(EXTRACTED INFORMATION)

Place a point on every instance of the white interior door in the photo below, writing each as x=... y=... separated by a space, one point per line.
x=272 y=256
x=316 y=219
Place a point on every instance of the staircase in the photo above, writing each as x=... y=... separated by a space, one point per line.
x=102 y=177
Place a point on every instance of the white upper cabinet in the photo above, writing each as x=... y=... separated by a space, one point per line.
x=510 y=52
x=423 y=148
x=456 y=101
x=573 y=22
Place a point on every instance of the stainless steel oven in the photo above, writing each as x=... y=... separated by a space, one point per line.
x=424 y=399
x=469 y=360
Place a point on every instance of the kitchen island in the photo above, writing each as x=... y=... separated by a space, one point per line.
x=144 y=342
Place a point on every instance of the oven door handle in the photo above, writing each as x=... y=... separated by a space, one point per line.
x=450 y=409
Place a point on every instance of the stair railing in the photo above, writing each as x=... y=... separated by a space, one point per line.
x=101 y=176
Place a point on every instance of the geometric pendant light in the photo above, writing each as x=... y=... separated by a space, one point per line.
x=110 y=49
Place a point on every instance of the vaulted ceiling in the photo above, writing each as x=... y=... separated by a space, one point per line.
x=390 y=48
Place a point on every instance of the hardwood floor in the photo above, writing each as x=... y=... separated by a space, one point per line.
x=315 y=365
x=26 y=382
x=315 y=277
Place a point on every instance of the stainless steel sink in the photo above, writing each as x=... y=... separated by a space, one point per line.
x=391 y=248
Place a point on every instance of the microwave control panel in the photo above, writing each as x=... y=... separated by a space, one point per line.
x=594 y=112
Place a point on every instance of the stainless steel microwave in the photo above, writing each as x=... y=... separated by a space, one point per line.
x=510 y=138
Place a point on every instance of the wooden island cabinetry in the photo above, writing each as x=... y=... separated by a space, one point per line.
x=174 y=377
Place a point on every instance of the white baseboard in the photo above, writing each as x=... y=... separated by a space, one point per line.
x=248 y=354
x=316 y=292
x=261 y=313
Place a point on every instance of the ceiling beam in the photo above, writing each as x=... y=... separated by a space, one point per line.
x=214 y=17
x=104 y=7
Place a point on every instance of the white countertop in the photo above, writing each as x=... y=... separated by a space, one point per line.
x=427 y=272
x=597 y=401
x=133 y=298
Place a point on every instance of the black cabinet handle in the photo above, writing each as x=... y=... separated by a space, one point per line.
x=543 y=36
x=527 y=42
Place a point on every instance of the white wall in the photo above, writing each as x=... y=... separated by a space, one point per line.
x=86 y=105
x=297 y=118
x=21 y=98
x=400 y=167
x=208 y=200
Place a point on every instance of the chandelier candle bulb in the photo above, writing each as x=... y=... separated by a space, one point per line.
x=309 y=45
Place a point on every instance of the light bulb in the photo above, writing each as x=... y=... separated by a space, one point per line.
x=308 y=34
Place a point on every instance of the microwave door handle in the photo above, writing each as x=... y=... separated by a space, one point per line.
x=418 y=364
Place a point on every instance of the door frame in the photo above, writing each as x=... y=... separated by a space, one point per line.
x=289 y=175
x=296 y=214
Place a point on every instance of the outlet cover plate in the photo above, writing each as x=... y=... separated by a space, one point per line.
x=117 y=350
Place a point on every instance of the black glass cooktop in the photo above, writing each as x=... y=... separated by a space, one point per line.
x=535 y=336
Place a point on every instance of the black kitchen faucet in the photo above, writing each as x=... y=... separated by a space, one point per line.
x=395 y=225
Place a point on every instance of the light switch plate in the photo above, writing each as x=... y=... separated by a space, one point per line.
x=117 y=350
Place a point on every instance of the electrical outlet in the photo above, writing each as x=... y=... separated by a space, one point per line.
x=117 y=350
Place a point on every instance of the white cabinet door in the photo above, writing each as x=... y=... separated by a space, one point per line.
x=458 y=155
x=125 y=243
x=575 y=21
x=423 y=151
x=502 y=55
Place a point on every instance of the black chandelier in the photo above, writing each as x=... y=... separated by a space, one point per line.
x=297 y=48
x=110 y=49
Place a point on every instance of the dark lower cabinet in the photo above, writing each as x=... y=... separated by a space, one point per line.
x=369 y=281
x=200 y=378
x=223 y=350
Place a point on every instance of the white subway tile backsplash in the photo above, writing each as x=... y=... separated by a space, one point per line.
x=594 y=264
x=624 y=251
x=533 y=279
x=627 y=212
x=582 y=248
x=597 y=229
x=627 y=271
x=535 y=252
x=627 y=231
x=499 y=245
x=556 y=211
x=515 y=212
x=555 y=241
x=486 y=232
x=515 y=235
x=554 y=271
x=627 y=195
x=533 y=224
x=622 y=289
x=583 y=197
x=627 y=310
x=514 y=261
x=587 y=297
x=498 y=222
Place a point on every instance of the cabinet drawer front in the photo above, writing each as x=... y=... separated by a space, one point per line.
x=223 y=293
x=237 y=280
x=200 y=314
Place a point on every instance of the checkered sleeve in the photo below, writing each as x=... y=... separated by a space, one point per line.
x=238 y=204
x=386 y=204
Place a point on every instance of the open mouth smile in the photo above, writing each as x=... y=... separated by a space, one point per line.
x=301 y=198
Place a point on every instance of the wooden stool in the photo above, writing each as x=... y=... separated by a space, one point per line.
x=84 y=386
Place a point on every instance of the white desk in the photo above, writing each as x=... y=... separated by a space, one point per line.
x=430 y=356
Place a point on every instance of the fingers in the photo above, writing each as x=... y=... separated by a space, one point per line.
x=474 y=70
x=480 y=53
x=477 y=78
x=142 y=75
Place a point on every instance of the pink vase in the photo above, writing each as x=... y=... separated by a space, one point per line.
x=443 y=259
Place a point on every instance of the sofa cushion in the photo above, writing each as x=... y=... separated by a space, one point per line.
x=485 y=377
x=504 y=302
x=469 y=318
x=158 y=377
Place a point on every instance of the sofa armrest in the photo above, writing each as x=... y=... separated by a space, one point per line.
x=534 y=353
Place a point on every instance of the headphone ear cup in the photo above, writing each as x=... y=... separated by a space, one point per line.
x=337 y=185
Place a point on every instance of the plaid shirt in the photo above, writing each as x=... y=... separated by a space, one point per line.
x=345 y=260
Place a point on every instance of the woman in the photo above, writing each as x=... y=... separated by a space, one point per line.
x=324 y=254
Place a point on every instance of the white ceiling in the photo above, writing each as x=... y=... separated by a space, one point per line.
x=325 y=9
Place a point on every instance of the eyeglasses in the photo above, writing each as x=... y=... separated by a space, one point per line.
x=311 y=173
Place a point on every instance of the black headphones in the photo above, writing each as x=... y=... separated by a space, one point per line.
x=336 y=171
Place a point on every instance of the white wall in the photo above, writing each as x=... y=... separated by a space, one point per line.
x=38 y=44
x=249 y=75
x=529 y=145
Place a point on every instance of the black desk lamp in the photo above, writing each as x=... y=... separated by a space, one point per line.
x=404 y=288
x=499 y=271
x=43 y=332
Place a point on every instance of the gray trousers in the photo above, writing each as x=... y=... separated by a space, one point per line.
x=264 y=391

(End EXTRACTED INFORMATION)

» **YOUR OBJECTIVE**
A complete, exact transcription of the data above is the required answer.

» **RESPONSE AREA**
Place a point on every instance of the white interior door in the photo below, writing each as x=... y=... separated by a space, one point per line.
x=272 y=256
x=316 y=219
Place a point on every instance of the staircase in the photo above, writing each as x=... y=... separated by a space, one point per line.
x=102 y=177
Place a point on every instance of the white upper cabinet in the photo above, writing each as x=... y=... separated by a space, one point per line.
x=510 y=52
x=423 y=148
x=456 y=101
x=573 y=22
Place a point on every instance of the stainless steel oven in the photo above, writing each as x=... y=... separated by a space, one point per line.
x=424 y=399
x=469 y=360
Place a point on every instance of the kitchen island in the photo above, writing each as x=... y=... separated by a space, one point per line.
x=144 y=342
Place a point on every instance of the oven door handle in the photo above, writing each as x=... y=... separated by a space, one point per line.
x=450 y=409
Place a point on every instance of the stair railing in the photo above, writing each as x=... y=... separated by a space, one point per line.
x=101 y=176
Place a point on every instance of the geometric pendant light in the photo above, writing each as x=... y=... separated by a space, one point per line.
x=110 y=49
Place a point on every instance of the vaulted ceiling in the photo above, writing each as x=... y=... separated by a space, one point per line.
x=390 y=48
Place a point on every instance of the hardwood floor in the photo above, writing each as x=... y=... separated by a space, one point per line.
x=315 y=365
x=26 y=382
x=315 y=277
Place a point on every instance of the stainless steel sink in the photo above, writing each as x=... y=... separated by a space, one point per line.
x=391 y=248
Place a point on every instance of the microwave control panel in the photo above, writing each as x=... y=... separated by a space, one point per line.
x=594 y=112
Place a point on every instance of the stainless steel microwave in the photo above, writing each as x=... y=... separated by a space, one point per line.
x=510 y=138
Place a point on every instance of the wooden island cabinetry in the photo above, writing each as x=... y=... separated by a space, one point per line.
x=174 y=377
Place a point on every instance of the white baseboard in the photo above, writing each as x=... y=... separated by a space, one point per line.
x=248 y=354
x=316 y=292
x=261 y=313
Place a point on every instance of the ceiling beam in the photo above, writing each as x=... y=... separated by a space, one point per line.
x=214 y=17
x=104 y=7
Place a point on every instance of the white countertop in the photo above, writing each as x=... y=... separated by a space, one point per line.
x=427 y=272
x=597 y=401
x=133 y=298
Place a point on every instance of the black cabinet handle in the photo above, writing each as x=... y=... separated by a space, one point per line.
x=543 y=36
x=527 y=42
Place a point on every instance of the white wall in the photo above, writing each as x=... y=... separated by a space, one point per line.
x=86 y=105
x=297 y=118
x=21 y=98
x=400 y=167
x=208 y=200
Place a point on every instance of the chandelier candle bulb in the photo above, writing each as x=... y=... separated by a space, one point per line.
x=309 y=45
Place a point on every instance of the light bulb in the photo above, writing each as x=... y=... separated by a space, one point per line.
x=308 y=34
Place a point on every instance of the microwave door handle in the photo above, writing each as x=... y=... separated by a space, one point per line.
x=418 y=364
Place a point on every instance of the door frame in the photo above, writing each as x=... y=... separated by a space, one point per line.
x=289 y=175
x=296 y=214
Place a point on every instance of the outlet cover plate in the photo above, writing each as x=... y=... separated by a space, one point per line.
x=117 y=350
Place a point on every instance of the black glass cooktop in the photo above, writing each as x=... y=... separated by a space, one point per line.
x=535 y=336
Place a point on every instance of the black kitchen faucet in the photo above, writing each as x=... y=... separated by a space, one point per line.
x=395 y=225
Place a point on every instance of the light switch plate in the photo above, writing each as x=... y=... separated by a space, one point per line.
x=117 y=350
Place a point on every instance of the electrical outlet in the photo above, writing each as x=... y=... separated by a space, one point per line.
x=117 y=350
Place a point on every instance of the white cabinet door in the photo above, writing each as x=... y=... separated by a space, one point per line.
x=458 y=155
x=125 y=243
x=575 y=21
x=423 y=151
x=502 y=55
Place a point on every instance of the black chandelier in the photo above, writing each as x=... y=... separated by a space, one point per line.
x=297 y=48
x=110 y=49
Place a point on every instance of the dark lower cabinet in the photo above, writing each as x=... y=... separated by a space, one point per line.
x=369 y=281
x=200 y=378
x=223 y=350
Place a point on every instance of the white subway tile backsplash in the photo above, writing each as x=... y=... separated by a space, one point per line.
x=594 y=264
x=624 y=251
x=533 y=279
x=627 y=212
x=582 y=248
x=597 y=229
x=627 y=271
x=535 y=252
x=627 y=231
x=499 y=245
x=556 y=211
x=515 y=212
x=555 y=241
x=486 y=232
x=515 y=235
x=554 y=271
x=627 y=195
x=533 y=224
x=622 y=289
x=583 y=197
x=627 y=310
x=514 y=261
x=587 y=297
x=498 y=222
Place a point on every instance of the cabinet drawer front in the photo above, writing each as x=... y=... separated by a space, one point per line.
x=223 y=293
x=237 y=280
x=200 y=314
Place a point on every instance of the checkered sleeve in the photo below, writing each as x=... y=... separated by a space, one point per line.
x=238 y=204
x=386 y=204
Place a point on every instance of the open mouth smile in the photo above, writing each as x=... y=... separated by a space, one point per line.
x=301 y=198
Place a point on every instance of the wooden stool in the photo above, writing each as x=... y=... separated by a space, one point per line.
x=84 y=386
Place a point on every instance of the white desk in the photo above, writing each as x=... y=... separated by a space, one point per line.
x=430 y=356
Place a point on every instance of the fingers in the photo above, writing each as x=... y=... separated by a space, one point per line.
x=474 y=70
x=480 y=53
x=477 y=78
x=142 y=75
Place a point on every instance of the pink vase in the photo above, writing each as x=... y=... separated by a space, one point per line.
x=443 y=259
Place a point on every instance of the sofa cushion in the photo above, writing each as x=... y=... separated by a space, one point per line.
x=485 y=377
x=504 y=302
x=469 y=318
x=158 y=377
Place a point on every instance of the sofa armrest in the photo above, writing each as x=... y=... separated by a space, one point per line.
x=534 y=353
Place a point on every instance of the headphone ear cup in the photo above, writing each as x=... y=... separated by a space, one point per line.
x=337 y=185
Place a point on every instance of the plaid shirt in the photo above, writing each as x=... y=... separated by a space, one point per line.
x=345 y=260
Place a point on every instance of the woman in the photo above, writing each as x=... y=... separated by a space, one point per line.
x=324 y=254
Place a point on every instance of the white ceiling in the photo above, writing each as x=... y=... separated by a space, one point per line.
x=325 y=9
Place a point on every instance of the eyeglasses in the photo above, writing each as x=... y=... separated by a space, one point per line.
x=311 y=173
Place a point on every instance of the black headphones in the photo above, writing each as x=... y=... separated by a space, one point per line.
x=336 y=171
Place a point on every instance of the white wall in the photo above, writing each as x=... y=... separated by a space, one point per line.
x=38 y=44
x=249 y=75
x=529 y=145
Place a point on every instance of the black desk lamp in the photo above, writing each as x=... y=... separated by a space, one point per line.
x=404 y=288
x=499 y=271
x=43 y=332
Place a point on every instance of the gray trousers in the photo above, writing each as x=... y=... separated by a space, one point per line.
x=264 y=391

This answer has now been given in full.